Data to process: Begin

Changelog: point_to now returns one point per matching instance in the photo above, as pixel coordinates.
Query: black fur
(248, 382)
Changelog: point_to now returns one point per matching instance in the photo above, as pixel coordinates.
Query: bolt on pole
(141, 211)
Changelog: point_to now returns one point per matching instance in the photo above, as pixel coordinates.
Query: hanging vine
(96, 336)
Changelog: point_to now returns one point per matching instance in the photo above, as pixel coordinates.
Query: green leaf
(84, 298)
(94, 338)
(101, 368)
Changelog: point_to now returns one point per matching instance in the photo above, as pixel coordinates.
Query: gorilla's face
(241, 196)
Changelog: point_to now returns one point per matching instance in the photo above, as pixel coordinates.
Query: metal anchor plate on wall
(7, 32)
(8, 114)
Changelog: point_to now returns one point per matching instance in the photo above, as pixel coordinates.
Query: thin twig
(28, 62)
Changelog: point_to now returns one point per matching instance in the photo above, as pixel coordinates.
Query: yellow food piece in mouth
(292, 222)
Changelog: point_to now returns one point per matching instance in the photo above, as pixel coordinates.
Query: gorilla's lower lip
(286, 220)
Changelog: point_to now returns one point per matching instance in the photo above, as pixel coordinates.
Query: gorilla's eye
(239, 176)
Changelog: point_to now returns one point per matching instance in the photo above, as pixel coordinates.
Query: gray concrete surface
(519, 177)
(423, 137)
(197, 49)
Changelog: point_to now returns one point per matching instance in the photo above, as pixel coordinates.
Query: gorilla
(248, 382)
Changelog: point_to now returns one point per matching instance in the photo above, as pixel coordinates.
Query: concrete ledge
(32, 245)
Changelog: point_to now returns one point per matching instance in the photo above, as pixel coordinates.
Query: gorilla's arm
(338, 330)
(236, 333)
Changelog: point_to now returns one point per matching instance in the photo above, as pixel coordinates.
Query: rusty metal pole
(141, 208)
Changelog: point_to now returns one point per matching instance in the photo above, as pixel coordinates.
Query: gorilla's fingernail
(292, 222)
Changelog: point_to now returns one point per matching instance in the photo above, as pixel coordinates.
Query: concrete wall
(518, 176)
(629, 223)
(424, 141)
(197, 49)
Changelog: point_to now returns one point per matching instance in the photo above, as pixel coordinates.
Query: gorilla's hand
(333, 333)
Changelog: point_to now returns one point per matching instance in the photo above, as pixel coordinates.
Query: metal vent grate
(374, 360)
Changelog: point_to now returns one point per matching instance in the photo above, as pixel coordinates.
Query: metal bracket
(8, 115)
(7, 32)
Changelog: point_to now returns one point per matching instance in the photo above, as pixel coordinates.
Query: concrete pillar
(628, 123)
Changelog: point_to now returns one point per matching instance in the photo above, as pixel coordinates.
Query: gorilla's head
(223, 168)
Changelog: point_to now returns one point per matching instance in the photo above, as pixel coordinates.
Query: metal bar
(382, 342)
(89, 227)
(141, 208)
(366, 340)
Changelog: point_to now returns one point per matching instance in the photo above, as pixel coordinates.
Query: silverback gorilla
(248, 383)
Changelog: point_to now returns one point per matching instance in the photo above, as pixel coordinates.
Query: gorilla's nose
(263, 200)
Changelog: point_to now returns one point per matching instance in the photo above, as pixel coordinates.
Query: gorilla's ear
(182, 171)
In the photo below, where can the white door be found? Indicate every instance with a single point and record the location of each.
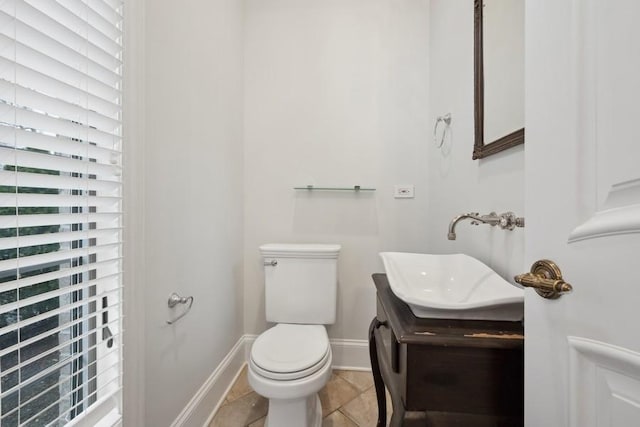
(582, 351)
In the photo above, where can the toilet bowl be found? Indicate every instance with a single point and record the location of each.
(289, 364)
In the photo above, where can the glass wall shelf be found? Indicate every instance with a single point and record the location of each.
(314, 188)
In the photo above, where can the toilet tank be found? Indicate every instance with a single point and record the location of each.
(301, 282)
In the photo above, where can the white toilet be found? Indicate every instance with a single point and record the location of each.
(291, 361)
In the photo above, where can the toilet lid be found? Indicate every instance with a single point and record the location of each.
(288, 348)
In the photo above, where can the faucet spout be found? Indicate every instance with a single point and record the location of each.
(452, 225)
(506, 221)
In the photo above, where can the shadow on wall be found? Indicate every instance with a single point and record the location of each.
(347, 213)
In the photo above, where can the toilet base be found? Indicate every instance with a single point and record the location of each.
(304, 412)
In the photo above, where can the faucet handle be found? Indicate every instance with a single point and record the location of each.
(509, 221)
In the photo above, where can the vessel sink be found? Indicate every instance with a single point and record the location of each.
(454, 286)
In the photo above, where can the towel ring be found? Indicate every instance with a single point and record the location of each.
(175, 299)
(446, 120)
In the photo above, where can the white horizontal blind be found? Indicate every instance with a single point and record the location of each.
(60, 211)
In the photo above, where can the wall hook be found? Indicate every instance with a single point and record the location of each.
(175, 299)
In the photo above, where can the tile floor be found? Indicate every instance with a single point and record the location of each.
(348, 400)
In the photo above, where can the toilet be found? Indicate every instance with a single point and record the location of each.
(291, 361)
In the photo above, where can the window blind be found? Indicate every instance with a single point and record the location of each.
(60, 212)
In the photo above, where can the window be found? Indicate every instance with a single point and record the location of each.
(60, 212)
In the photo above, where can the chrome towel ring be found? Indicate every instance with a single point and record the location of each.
(446, 121)
(175, 299)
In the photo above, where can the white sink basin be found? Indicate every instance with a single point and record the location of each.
(452, 287)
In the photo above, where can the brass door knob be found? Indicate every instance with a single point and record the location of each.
(546, 278)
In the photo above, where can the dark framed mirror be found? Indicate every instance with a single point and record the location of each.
(498, 76)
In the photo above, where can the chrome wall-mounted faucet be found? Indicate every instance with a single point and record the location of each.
(506, 221)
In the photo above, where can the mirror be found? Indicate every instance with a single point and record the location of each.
(499, 75)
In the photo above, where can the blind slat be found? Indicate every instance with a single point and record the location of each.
(42, 82)
(60, 210)
(59, 182)
(52, 388)
(62, 310)
(104, 270)
(47, 238)
(107, 219)
(17, 96)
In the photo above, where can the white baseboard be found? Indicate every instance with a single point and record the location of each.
(204, 404)
(347, 354)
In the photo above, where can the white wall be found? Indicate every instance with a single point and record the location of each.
(335, 95)
(458, 184)
(193, 195)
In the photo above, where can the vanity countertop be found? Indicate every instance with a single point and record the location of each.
(446, 332)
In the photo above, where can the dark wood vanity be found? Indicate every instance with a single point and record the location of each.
(445, 373)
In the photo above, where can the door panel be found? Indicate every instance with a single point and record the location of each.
(583, 211)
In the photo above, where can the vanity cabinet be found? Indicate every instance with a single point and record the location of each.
(444, 373)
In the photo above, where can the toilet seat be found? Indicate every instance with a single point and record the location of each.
(289, 352)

Data to process: End

Task to complete: Leave the pictures out and write out every entry exactly as given.

Your response:
Changelog: point_to now returns one point per matching instance in the photo above, as pixel coordinates.
Query: black fur
(248, 382)
Changelog: point_to now returns one point per matching instance in the photo above, as pixel coordinates.
Query: bolt on pole
(141, 211)
Changelog: point_to now returns one point per matching instance in the photo above, as pixel coordinates.
Query: hanging vine
(96, 336)
Changelog: point_to now returns one point per matching instance in the photo above, as pixel coordinates.
Query: green leaf
(84, 298)
(94, 338)
(101, 368)
Changelog: point_to now returns one point per matching instance in the photo above, as pixel coordinates.
Query: gorilla's face
(241, 196)
Changelog: point_to now returns one point per matching instance in the photo above, as pixel coordinates.
Query: metal anchor plate on wall
(7, 32)
(8, 114)
Changelog: point_to now returns one point per matching instance in the photo above, as pixel coordinates.
Query: thin twig
(28, 62)
Changelog: point_to now returns one point per matching instance in the photo above, as pixel coordinates.
Query: yellow food piece in mouth
(292, 222)
Changelog: point_to now returns one point per matching instance in the photo above, as pixel coordinates.
Query: gorilla's lower lip
(286, 220)
Changelog: point_to now returns one point per matching instance in the photo above, as pixel coordinates.
Query: gorilla's eye
(239, 176)
Changelog: point_to now returns one point per matching instance in the photo above, as pixel coordinates.
Query: gray concrete surface
(519, 177)
(423, 137)
(197, 49)
Changelog: point_to now returns one point per matching instance in the photo above, as pixel coordinates.
Query: gorilla
(248, 382)
Changelog: point_to now returns one point per matching instance in the photo above, as pixel coordinates.
Query: concrete ledge
(32, 245)
Changelog: point_to now returns one point per matching instance in the photo above, as pixel coordinates.
Query: gorilla's arm
(338, 330)
(236, 333)
Changelog: point_to now returns one point per matching instance in the photo above, as pixel coordinates.
Query: rusty metal pole
(141, 208)
Changelog: point_to now returns one point per matching instance in the photo above, as pixel coordinates.
Query: gorilla's fingernail
(292, 222)
Changelog: point_to now returns one point per matching instance in the photo above, as pixel coordinates.
Query: concrete wall
(518, 176)
(629, 223)
(424, 141)
(197, 49)
Changelog: point_to now returns one point per matching instance in the photo above, as pixel coordinates.
Query: gorilla's hand
(333, 333)
Changelog: point_to now returns one point per matching instance in the photo above, as pixel coordinates.
Query: metal vent grate
(374, 360)
Changelog: point_to now returns one point per matching instance in the photo above, as pixel coordinates.
Query: metal bracket
(8, 115)
(7, 32)
Changelog: point_to now returns one point per matching instance in the photo above, as pixel coordinates.
Query: concrete pillar
(628, 123)
Changelog: point_to now returns one point per matching instance in the photo above, as pixel coordinates.
Query: gorilla's head
(223, 168)
Changelog: point_to now returns one point per matching instance in the photo above, as pixel coordinates.
Query: metal bar
(382, 342)
(89, 227)
(141, 208)
(366, 340)
Changelog: point_to now returns one point per matching instance in the photo above, as pixel coordinates.
Query: silverback gorilla
(248, 383)
Changelog: point_to now returns one point per matching instance in the photo above, as pixel coordinates.
Query: gorilla's nose
(263, 200)
Changelog: point_to now returns one point per matching instance in the photo above, as pixel coordinates.
Query: gorilla's ear
(182, 171)
In the photo below, where can the white door be found? Indicate every instance with a single point and record the location of each.
(582, 351)
In the photo above, where can the toilet bowl be found? Indicate every instance with a single point and record the location of each.
(289, 364)
In the photo above, where can the glass wall shelf be found? Indicate every instance with a single point and record the location of each.
(314, 188)
In the photo above, where can the toilet tank be found? Indicate every instance with a single point and record the location of each.
(301, 282)
In the photo above, where can the white toilet be found? Indicate every instance with a single point and record the location of each.
(291, 361)
In the photo above, where can the toilet lid be found? Indicate every instance with a single point and record the location of each.
(288, 348)
In the photo above, where can the faucet spout be found? Indicate every instance with a single point and record the location of each.
(452, 225)
(506, 221)
In the photo above, where can the shadow on wall be found? Indicate every instance with a single point and record the location of each.
(347, 213)
In the photo above, where can the toilet base be found? Indicate every instance with a single point and record the location of each.
(304, 412)
In the photo above, where can the faucet handle be found? Indicate every instance with a single point and record the location of each.
(509, 221)
In the photo above, where can the vessel sink be found? Indicate every instance with a single point and record the location of each.
(454, 286)
In the photo above, where can the towel ring be found? Indicate every instance with a single point and record the location of each.
(175, 299)
(446, 120)
In the photo above, where can the white horizontal blind be found? Indicate every instance with a single point and record the location of each.
(60, 211)
In the photo above, where can the wall hook be found? Indicate every instance with a single point and record the location of each.
(175, 299)
In the photo above, where can the tile floor be found? Indicate every instance with a single point and record the location of each.
(348, 400)
In the photo above, where can the toilet be found? Indicate every instance with a single point and record the location of each.
(291, 361)
In the photo above, where can the window blind be found? Indicate every instance with a single point and record the location of each.
(60, 212)
In the photo above, where can the window be found? Indicate every instance with a single point and record the location of each.
(60, 212)
In the photo above, where can the chrome towel ring be found? Indicate every instance with a single point and record the location of each.
(446, 121)
(175, 299)
In the photo above, where can the white sink basin be found? Indicate every instance with a single point and record the location of each.
(452, 287)
In the photo above, where can the brass door knob be found? Indicate every instance with a single point and record the location of each.
(546, 278)
In the photo above, where can the dark framed mirror be found? Indicate every instance with a single point and record the location of each.
(498, 76)
In the photo above, where can the chrome wall-mounted faucet be found? Indicate every instance with a single point and record the location of each.
(506, 221)
In the photo above, where can the mirror be found? Indicate every instance with a single point and record the location of each.
(499, 75)
In the photo above, where can the blind slat be found? Indicate every instance with a single point and record the location of each.
(42, 82)
(60, 210)
(59, 182)
(52, 388)
(62, 310)
(104, 270)
(47, 238)
(107, 219)
(17, 96)
In the photo above, where can the white baseboard be found? Indicate every instance with a single point and record the location of each.
(204, 404)
(347, 354)
In the photo above, where can the white wall be found? Indicate every instance with a single point and record the location of each.
(335, 95)
(458, 184)
(193, 195)
In the photo above, where can the vanity countertop be found? Indicate every instance with a single point and record the location of each.
(446, 332)
In the photo above, where can the dark wood vanity be found? Indicate every instance with a single point and record the location of each.
(445, 373)
In the photo above, where can the door panel be found? Indicate every instance with a single point and record the location of each.
(583, 211)
In the photo above, where can the vanity cabinet be found? Indicate every instance with a single point and record the location of each.
(444, 373)
In the photo above, where can the toilet seat be found? Indicate every instance with a single point and record the location of each.
(289, 352)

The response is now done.